>> Start SOURCE TEXT

ASK-ZARA-INDEX
Ask ZARA Unified Index Record Schema + AWS Table Adapter Rules
1. Purpose
This specification defines the unified indexing contract for Ask ZARA across documentation, code, Excel workbooks, JSON files, AWS-hosted production databases, and structured registry tables.
Ask ZARA must be able to answer questions across a highly complex ZAYAZ architecture, including:
- Docusaurus MDX documentation
- developer specs
- code files
- Excel reference tables
- JSON registry exports
- AWS-hosted ZAR registry tables
- ESGX, opcode, route binding, grant, institution, manifest, and ruleset metadata
- future domain databases and production-grade reference stores
The goal is to create a scalable ingestion architecture where many source-specific exporters produce records in one common format, allowing Ask ZARA to ingest and retrieve across all sources coherently.
2. Core principle
Ask ZARA should be built around:
many curated source adapters
→ one normalized record schema
→ one unified retrieval/indexing system
The system should not rely on one monolithic index file, nor should it blindly dump raw tables into search. Each source adapter is responsible for turning source data into safe, meaningful, human-readable knowledge records.

>> End SOURCE TEXT
>> Start STORED DATA

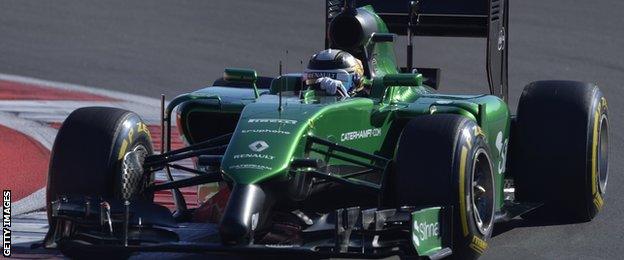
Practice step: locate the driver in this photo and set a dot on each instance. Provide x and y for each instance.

>> End STORED DATA

_EXERCISE BRIEF_
Reproduce the whole Ask ZARA index specification word for word.

_WRITTEN RESPONSE_
ASK-ZARA-INDEX
Ask ZARA Unified Index Record Schema + AWS Table Adapter Rules
1. Purpose
This specification defines the unified indexing contract for Ask ZARA across documentation, code, Excel workbooks, JSON files, AWS-hosted production databases, and structured registry tables.
Ask ZARA must be able to answer questions across a highly complex ZAYAZ architecture, including:
- Docusaurus MDX documentation
- developer specs
- code files
- Excel reference tables
- JSON registry exports
- AWS-hosted ZAR registry tables
- ESGX, opcode, route binding, grant, institution, manifest, and ruleset metadata
- future domain databases and production-grade reference stores
The goal is to create a scalable ingestion architecture where many source-specific exporters produce records in one common format, allowing Ask ZARA to ingest and retrieve across all sources coherently.
2. Core principle
Ask ZARA should be built around:
many curated source adapters
→ one normalized record schema
→ one unified retrieval/indexing system
The system should not rely on one monolithic index file, nor should it blindly dump raw tables into search. Each source adapter is responsible for turning source data into safe, meaningful, human-readable knowledge records.